____ Study text
Indiana's recent repeal of its prevailing wage law—31 states still have them—is no cause for celebration from the public's or the industry's point of view. For taxpayers, such laws may add initially to the cost of public works, although how much is debatable. From the industry's point of view, prevailing wages provide union construction workers with pay packages sufficient for a middle-class life and retirement. With construction badly in need of more skilled craft workers, prevailing wages and a strong union sector provide a valuable standard for what workers can earn. The roughly $70-an-hour state prevailing wage and fringe-benefit cost for a carpenter in union- dominated Cook County, Ill., which includes Chicago, isn't completely out of line with the expenses faced by a middle-class family. Of that compensation, $43.35 is the basic wage. It won't easily cover the cost of two private-college tuitions or unexpected, uncovered medical emergencies or home care for an elderly parent.
Unions have been forced since the inflationary early 1970s to adjust to the new realities of business and to cooperate more closely with employers to stay competitive. As for the workers, they are never guaranteed year-round, nine-to-five employment. The image of the union construction worker as a pampered and overcompensated blue-collar aristocrat is undeserved and misleading.
A Wisconsin Example
For perspective, a carpenter who works under state prevailing wages in Adams County, Wis. (population: 21,000), where prevailing wages also have been under fire, takes in about $48.72 an hour total, of which $16 is fringe benefit. That rural Wisconsin rate, it's clear, is significantly higher than the mid-to-high $20-an-hour range for open-shop journey-level salary and fringe benefits. The fringe benefits provided in many prevailing wage determinations and the overly complicated problems of complying assure that open-shop contractors won't do those jobs.
In the private sector, open-shop employers have outstripped their union rivals. Freed from the limits imposed by union pay rates and work rules, nonunion contractors offer jobs and chances for advancement to millions of workers who never joined, were not welcome or rejected life within the union system. But retirement security has been pared in the private sector, and unions provide richer benefits. In Indiana, prevailing wage opponents, helped by political-action-committee funds, seem to have overcome the unions' political muscle and turned squeezed taxpayers who have less against union building-trades workers, who have a bit more.
In the best of all worlds, reforms that require prevailing wages to be based on accurate surveys and reasonable project thresholds are best. But in general, state prevailing wages keep union craftworkers' footing solidly in the middle class.
________
____ Records supplied
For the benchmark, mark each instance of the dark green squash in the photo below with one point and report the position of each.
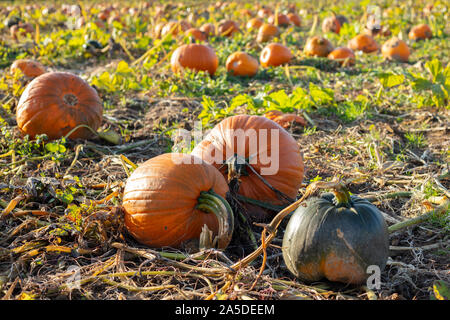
(336, 237)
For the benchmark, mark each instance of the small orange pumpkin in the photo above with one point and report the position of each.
(55, 103)
(343, 55)
(275, 54)
(318, 47)
(242, 64)
(420, 32)
(279, 20)
(228, 27)
(364, 43)
(194, 56)
(254, 24)
(395, 49)
(29, 68)
(331, 24)
(266, 32)
(295, 19)
(168, 199)
(197, 34)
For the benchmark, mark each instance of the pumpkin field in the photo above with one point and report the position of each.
(225, 150)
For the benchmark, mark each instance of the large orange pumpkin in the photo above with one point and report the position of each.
(242, 64)
(29, 68)
(318, 47)
(168, 199)
(194, 56)
(420, 32)
(395, 49)
(55, 103)
(275, 54)
(269, 151)
(364, 43)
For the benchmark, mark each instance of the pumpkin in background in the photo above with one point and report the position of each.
(295, 19)
(336, 237)
(227, 28)
(168, 199)
(266, 32)
(318, 47)
(420, 32)
(331, 24)
(197, 34)
(364, 43)
(55, 103)
(275, 54)
(194, 56)
(242, 64)
(254, 24)
(29, 68)
(395, 49)
(270, 152)
(21, 30)
(279, 20)
(343, 55)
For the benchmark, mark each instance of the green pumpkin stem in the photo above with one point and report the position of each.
(211, 202)
(341, 194)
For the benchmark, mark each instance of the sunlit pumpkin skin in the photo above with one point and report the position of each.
(194, 56)
(331, 24)
(318, 47)
(254, 24)
(266, 32)
(275, 54)
(327, 240)
(420, 32)
(345, 56)
(242, 64)
(395, 49)
(56, 102)
(29, 68)
(21, 30)
(208, 29)
(197, 34)
(281, 20)
(295, 19)
(161, 195)
(364, 43)
(221, 144)
(227, 28)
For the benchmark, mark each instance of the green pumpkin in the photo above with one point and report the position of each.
(336, 237)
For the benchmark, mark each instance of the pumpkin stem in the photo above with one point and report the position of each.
(211, 202)
(342, 195)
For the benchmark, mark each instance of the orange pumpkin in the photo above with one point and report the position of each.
(343, 55)
(263, 144)
(295, 19)
(197, 34)
(194, 56)
(21, 30)
(29, 68)
(266, 32)
(364, 43)
(420, 32)
(331, 24)
(55, 103)
(275, 54)
(318, 47)
(228, 27)
(279, 20)
(254, 23)
(166, 201)
(242, 64)
(395, 49)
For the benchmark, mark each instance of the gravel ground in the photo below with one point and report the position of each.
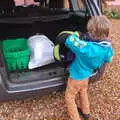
(104, 96)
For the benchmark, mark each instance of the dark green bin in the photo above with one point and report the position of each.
(16, 53)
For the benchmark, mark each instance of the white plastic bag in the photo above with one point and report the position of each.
(41, 51)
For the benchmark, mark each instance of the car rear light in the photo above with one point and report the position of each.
(1, 60)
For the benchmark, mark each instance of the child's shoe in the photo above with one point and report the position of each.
(86, 116)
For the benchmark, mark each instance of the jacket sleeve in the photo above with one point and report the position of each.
(109, 55)
(75, 44)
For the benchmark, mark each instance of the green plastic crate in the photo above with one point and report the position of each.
(16, 53)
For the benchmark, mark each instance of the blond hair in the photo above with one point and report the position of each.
(99, 27)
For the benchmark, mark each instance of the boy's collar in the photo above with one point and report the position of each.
(88, 38)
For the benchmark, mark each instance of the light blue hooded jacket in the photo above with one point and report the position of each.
(88, 56)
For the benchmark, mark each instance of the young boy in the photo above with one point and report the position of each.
(89, 55)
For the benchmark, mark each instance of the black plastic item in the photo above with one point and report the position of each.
(7, 4)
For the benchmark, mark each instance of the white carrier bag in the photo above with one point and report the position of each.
(41, 51)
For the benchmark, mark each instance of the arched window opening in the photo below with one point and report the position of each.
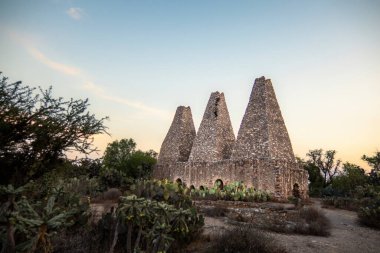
(219, 184)
(296, 191)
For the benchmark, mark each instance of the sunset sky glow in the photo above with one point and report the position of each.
(137, 61)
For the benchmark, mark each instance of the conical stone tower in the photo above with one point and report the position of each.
(262, 132)
(215, 137)
(179, 140)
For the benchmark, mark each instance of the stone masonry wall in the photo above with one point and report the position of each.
(179, 139)
(262, 132)
(262, 155)
(215, 138)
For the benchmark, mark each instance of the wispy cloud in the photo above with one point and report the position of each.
(97, 90)
(88, 84)
(63, 68)
(75, 13)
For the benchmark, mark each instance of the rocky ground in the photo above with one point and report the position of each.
(346, 234)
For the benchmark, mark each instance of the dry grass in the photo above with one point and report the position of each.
(306, 221)
(245, 239)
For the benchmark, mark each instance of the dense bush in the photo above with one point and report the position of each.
(37, 129)
(152, 216)
(123, 156)
(163, 190)
(245, 239)
(369, 214)
(27, 225)
(235, 191)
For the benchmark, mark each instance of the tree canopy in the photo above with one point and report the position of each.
(36, 129)
(123, 156)
(325, 162)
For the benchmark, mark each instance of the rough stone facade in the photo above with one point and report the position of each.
(179, 140)
(215, 138)
(262, 156)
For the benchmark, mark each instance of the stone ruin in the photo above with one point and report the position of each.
(261, 157)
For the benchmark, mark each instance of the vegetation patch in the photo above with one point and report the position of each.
(245, 239)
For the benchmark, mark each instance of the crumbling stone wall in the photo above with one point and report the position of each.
(215, 137)
(262, 132)
(179, 140)
(262, 155)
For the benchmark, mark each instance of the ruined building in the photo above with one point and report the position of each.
(261, 156)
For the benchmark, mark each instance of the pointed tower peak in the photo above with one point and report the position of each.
(262, 132)
(215, 137)
(179, 139)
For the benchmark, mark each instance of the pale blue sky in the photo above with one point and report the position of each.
(138, 60)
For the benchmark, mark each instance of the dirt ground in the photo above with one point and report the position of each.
(346, 235)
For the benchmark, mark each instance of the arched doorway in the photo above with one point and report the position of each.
(219, 184)
(296, 191)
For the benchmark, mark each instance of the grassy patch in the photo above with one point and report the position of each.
(245, 239)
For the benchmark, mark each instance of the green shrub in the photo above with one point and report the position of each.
(245, 239)
(369, 214)
(235, 191)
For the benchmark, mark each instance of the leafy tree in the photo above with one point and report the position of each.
(37, 129)
(351, 177)
(316, 179)
(374, 162)
(123, 156)
(325, 162)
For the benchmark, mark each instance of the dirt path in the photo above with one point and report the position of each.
(346, 236)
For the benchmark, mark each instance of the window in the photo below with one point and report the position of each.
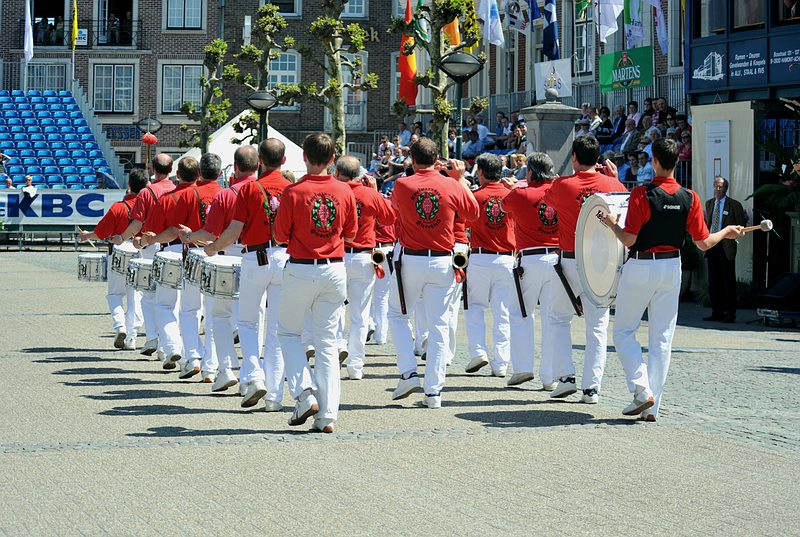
________
● **What is expected**: According to the editorial on prevailing wage laws, how many states still have such laws? The items have no connection to the editorial on prevailing wage laws.

● **Final answer**: 31 states.